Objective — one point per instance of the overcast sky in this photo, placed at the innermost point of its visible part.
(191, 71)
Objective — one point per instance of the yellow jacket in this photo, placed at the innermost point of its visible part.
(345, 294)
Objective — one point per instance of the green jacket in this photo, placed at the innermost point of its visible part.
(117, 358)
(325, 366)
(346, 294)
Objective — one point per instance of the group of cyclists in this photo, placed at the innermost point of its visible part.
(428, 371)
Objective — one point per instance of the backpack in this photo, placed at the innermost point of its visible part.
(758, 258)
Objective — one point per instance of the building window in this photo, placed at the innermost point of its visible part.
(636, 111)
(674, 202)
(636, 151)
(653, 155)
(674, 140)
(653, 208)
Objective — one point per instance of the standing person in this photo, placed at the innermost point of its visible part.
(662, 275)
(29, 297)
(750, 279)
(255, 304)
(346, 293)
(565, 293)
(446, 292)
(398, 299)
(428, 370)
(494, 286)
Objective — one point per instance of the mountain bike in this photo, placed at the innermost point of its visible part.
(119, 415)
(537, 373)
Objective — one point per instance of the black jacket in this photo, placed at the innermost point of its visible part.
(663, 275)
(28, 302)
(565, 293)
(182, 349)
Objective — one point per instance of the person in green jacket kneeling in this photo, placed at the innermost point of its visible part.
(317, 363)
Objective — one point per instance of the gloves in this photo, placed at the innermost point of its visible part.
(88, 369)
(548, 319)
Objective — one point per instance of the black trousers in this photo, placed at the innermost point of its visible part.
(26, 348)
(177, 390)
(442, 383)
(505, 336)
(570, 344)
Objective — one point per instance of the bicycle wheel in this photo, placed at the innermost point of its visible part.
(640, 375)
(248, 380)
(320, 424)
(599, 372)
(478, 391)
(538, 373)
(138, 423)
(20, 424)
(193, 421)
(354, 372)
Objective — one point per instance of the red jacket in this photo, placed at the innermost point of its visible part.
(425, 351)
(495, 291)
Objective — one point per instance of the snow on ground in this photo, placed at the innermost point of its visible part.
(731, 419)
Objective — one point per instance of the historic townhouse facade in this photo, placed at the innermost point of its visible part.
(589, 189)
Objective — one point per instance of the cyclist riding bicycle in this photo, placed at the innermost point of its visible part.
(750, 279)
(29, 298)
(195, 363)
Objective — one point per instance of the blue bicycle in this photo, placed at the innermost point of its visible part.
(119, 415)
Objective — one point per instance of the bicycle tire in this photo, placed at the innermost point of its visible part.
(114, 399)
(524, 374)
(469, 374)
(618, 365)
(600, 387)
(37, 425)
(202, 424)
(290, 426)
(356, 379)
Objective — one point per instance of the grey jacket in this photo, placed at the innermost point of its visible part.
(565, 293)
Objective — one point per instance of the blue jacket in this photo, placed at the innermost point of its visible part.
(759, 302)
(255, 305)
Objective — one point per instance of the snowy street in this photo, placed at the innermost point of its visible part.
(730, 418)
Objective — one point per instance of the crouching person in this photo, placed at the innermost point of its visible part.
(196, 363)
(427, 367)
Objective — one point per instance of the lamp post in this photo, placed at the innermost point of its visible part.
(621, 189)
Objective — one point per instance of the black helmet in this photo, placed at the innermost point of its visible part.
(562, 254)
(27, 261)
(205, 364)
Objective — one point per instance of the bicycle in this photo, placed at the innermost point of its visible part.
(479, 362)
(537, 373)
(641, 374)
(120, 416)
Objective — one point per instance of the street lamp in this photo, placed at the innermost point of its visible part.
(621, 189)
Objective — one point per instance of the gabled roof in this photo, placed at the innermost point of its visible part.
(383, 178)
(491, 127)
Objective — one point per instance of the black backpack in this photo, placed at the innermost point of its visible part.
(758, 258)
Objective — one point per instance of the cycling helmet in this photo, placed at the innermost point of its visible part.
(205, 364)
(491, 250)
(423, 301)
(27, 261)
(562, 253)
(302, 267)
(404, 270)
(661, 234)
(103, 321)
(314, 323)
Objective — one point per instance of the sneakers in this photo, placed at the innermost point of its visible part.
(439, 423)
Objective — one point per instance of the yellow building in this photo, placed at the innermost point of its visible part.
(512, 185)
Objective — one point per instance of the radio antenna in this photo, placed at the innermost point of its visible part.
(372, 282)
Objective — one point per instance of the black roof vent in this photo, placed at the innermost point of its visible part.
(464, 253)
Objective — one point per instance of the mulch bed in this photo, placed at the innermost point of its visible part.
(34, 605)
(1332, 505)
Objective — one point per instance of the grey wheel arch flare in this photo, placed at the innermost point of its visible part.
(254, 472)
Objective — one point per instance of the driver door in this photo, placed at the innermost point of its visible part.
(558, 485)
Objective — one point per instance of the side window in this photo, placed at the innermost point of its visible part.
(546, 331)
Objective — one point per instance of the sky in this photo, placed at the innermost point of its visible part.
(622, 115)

##########

◆ TASK TO COMPLETE: Starting at the line containing "Objective — one point per instance of the mulch" and ending at the last line of the material, rewrite those lines with "driver door" swapped for "passenger door", leaving everything else unchanged.

◆ RESULT OF THIS TASK:
Objective — one point per instance of the mulch bed in this photo, placed at the innermost point of its visible part.
(34, 605)
(1332, 505)
Objective — one point per instance of the grey wheel arch flare in this photo, placed at the innermost point of its visible part.
(254, 472)
Objective — one point per instance of the passenger door in this photo, placed at the innermost point of its visible part.
(558, 485)
Objective — one point per instance of the side window in this photo, placed at the innermost point of its visible part.
(546, 331)
Objective — one point per instance of the sky in this photo, placed at the innermost point of its visible part.
(622, 115)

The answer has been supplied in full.